● **EXERCISE GOAL**
From the first line of the entries below through the line bearing "Expected behaviour: for every instance of the palm tree canopy", write out each line exactly. Omit pictures.

● **INFORMATION**
BEGIN

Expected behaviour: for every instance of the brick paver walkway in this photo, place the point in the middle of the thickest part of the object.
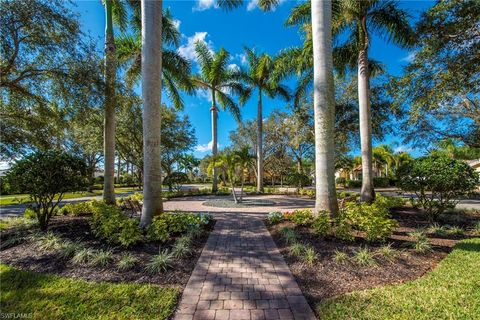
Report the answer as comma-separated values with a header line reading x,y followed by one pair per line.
x,y
241,275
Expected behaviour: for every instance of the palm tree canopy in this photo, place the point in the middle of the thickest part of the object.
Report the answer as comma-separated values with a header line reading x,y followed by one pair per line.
x,y
216,76
176,69
260,75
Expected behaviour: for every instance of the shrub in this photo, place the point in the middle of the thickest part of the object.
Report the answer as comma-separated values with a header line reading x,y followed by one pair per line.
x,y
437,182
46,176
373,219
381,182
76,209
109,223
160,262
158,230
303,217
83,256
322,224
274,217
354,183
310,256
127,262
49,241
364,257
340,257
102,258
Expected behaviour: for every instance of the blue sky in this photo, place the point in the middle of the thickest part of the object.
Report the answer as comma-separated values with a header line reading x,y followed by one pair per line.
x,y
246,26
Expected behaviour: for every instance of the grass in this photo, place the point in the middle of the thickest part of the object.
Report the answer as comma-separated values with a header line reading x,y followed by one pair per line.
x,y
51,297
451,291
24,198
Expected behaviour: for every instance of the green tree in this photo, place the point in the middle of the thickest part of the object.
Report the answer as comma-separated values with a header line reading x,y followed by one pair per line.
x,y
46,176
440,86
221,82
259,76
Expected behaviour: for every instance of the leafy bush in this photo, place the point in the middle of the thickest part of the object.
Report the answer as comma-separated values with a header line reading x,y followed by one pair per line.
x,y
274,217
381,182
301,217
158,230
109,223
340,256
76,209
321,224
46,176
373,219
354,183
437,182
160,263
127,262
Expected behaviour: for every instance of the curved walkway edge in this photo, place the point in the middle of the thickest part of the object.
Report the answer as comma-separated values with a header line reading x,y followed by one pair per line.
x,y
242,275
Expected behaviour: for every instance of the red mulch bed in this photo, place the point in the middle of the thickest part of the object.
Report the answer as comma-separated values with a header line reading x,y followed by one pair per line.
x,y
28,257
328,278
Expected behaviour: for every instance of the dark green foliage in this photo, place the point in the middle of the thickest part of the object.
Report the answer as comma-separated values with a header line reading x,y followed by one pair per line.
x,y
109,223
46,175
437,182
175,180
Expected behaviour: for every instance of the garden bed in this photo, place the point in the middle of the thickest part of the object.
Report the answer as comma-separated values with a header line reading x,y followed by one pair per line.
x,y
339,268
28,256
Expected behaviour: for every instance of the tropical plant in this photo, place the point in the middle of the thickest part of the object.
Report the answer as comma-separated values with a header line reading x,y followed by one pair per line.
x,y
221,82
259,76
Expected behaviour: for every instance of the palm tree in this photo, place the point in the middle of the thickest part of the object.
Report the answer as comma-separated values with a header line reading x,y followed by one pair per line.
x,y
109,110
324,107
176,70
259,76
151,92
221,81
358,19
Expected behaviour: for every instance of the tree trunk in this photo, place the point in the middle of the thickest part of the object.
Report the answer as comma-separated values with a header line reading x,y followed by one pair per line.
x,y
260,143
109,117
324,107
367,193
151,92
214,141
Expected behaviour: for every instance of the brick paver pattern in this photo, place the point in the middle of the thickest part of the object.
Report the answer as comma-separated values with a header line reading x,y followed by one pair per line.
x,y
241,275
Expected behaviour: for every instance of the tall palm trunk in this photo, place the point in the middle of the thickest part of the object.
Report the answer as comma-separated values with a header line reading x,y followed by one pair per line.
x,y
367,193
151,92
260,143
214,140
109,117
324,107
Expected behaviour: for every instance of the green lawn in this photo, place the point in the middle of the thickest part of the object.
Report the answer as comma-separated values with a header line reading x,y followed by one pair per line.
x,y
451,291
16,198
51,297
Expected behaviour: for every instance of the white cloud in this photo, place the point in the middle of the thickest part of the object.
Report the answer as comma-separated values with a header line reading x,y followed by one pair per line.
x,y
409,57
252,5
188,50
177,23
205,147
204,5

END

● **ANSWER SECTION**
Expected behaviour: for every instance of the brick paver walkway in this photo, place the point in the middle of the thickest part of the object.
Report the answer as comma-separated values with a header line reading x,y followed by one pair per line.
x,y
241,275
Expected behaviour: for every instance of the palm tree canopy in this photo, place the point in the middle of the thickest part of the object.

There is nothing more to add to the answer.